Selected extract:

Thursday, March 20, 2008

Nuff Said: I WANTS ONE

The Chart to Watch

As we're all aware of by now, the Fed's propping up the commercial banking sector by monetizing debt, which my brother assures me is how all great powers eventually wane -- I suspect that's true, too. It's why my normally uber-conservative bond-laden 401(k) has a little over a pound of proxy gold in it (StreetTracks Gold Trust, GLD) as an inflation hedge.

I don't know how often it's updated, but the wickedly friendly FRED charting facility that the St. Louis Fed puts out has the following chart available:


The Fed was already allowing the commercial banking sector to debase the currency by explosive creation of monetary equivalents (esp. via the USDJPY carry trade), but this chart shows the amount to which credit is being extended using essentially worthless collateral. Or maybe not worthless; who knows how many of the subprime mortgages will really blow up in the long run, but certainly not the AAA-rated cash-reserve-equivalent collateral that should be used. Right now the Fed has no choice if it's going to fulfill its second mandate of protecting employment. Right now we're so close to Scylla that aiming the prow at Charibdis (sp?) doesn't seem like that bad of an option, but once we're in the jaws of the latter foe, this chart'll help show just how much white-phosphorus we've added down in the boilder room.

Task instructions:
1 – Quote the passage from the post word for word, starting at the words "Nuff Said: I" and ending after "an inflation hedge.".
2 – Answer these questions using the post.
(a) Which fund holds the proxy gold in the writer's 401(k)?
(b) Who puts out the FRED charting facility?
(c) What does the post name as the Fed's second mandate?

Extracted material:

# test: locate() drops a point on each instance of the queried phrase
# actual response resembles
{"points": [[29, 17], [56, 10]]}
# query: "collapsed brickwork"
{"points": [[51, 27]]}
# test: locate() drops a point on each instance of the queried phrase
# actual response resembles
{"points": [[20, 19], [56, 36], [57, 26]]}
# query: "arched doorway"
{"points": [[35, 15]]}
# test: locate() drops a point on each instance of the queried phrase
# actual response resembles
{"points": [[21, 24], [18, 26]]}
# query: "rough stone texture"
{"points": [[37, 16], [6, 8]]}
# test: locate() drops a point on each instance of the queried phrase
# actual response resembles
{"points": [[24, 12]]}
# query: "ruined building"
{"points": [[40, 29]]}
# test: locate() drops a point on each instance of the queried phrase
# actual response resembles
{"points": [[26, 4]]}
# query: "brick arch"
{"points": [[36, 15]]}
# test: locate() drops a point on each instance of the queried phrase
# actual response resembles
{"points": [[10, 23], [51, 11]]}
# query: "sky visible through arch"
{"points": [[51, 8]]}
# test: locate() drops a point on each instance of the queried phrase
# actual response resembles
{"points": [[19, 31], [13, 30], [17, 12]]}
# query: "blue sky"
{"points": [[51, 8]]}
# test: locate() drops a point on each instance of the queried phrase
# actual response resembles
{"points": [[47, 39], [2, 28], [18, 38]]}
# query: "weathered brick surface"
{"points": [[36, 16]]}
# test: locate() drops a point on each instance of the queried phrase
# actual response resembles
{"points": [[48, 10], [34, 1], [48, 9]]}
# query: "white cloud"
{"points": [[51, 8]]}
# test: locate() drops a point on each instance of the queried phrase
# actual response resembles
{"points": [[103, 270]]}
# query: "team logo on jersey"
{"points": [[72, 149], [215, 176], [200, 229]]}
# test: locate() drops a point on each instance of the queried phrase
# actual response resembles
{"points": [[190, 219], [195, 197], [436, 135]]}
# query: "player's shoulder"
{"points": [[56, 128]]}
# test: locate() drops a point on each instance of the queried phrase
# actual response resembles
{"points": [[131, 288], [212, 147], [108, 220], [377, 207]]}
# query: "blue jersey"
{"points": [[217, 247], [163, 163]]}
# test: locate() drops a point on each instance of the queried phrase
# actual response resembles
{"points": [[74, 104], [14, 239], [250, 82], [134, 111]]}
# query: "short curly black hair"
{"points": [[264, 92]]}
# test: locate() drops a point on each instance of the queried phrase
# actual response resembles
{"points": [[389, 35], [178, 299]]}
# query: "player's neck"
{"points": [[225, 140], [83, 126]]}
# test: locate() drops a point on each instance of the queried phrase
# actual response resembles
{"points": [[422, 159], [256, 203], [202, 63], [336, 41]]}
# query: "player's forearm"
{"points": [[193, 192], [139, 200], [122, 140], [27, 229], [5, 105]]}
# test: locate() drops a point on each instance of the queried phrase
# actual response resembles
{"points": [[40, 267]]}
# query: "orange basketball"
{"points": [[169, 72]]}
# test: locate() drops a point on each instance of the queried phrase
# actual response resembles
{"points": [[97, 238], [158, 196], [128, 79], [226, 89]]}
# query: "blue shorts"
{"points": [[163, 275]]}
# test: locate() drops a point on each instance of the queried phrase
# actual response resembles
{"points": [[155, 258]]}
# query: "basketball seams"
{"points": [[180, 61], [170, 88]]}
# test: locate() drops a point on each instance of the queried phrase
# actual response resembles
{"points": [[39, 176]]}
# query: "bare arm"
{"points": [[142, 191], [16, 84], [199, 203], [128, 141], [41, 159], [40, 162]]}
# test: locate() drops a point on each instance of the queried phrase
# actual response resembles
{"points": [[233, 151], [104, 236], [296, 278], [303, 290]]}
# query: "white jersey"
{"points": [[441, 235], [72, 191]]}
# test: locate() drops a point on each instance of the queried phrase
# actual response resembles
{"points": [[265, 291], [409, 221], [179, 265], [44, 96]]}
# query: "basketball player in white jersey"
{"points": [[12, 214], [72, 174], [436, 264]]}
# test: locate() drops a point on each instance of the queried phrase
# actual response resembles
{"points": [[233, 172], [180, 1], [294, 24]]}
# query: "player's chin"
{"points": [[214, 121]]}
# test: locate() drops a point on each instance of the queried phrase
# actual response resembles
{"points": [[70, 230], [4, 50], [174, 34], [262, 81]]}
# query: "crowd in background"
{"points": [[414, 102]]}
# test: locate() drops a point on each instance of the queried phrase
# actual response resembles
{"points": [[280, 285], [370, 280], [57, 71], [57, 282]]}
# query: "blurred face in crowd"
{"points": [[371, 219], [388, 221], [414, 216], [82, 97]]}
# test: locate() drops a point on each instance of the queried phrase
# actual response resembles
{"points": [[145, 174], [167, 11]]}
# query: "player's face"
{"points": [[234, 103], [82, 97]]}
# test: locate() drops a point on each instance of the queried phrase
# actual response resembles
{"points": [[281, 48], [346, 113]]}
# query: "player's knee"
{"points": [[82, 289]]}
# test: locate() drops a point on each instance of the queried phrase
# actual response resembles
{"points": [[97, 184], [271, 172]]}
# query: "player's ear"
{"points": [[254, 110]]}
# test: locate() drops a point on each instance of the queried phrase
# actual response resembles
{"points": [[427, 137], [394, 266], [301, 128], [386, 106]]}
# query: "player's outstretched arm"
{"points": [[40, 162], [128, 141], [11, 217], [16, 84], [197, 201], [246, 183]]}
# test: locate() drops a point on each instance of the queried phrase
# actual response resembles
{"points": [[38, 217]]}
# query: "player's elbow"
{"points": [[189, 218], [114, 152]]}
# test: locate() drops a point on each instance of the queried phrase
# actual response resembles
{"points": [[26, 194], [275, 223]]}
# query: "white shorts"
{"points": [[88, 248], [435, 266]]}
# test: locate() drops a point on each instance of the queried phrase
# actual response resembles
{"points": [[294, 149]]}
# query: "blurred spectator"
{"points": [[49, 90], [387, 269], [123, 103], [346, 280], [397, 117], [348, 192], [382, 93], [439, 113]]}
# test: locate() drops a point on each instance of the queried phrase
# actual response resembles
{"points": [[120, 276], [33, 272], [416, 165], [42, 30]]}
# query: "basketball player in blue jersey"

Results for each task:
1 –
Nuff Said: I WANTS ONE

The Chart to Watch

As we're all aware of by now, the Fed's propping up the commercial banking sector by monetizing debt, which my brother assures me is how all great powers eventually wane -- I suspect that's true, too. It's why my normally uber-conservative bond-laden 401(k) has a little over a pound of proxy gold in it (StreetTracks Gold Trust, GLD) as an inflation hedge.

2 –
(a) StreetTracks Gold Trust (GLD)
(b) The St. Louis Fed
(c) Protecting employment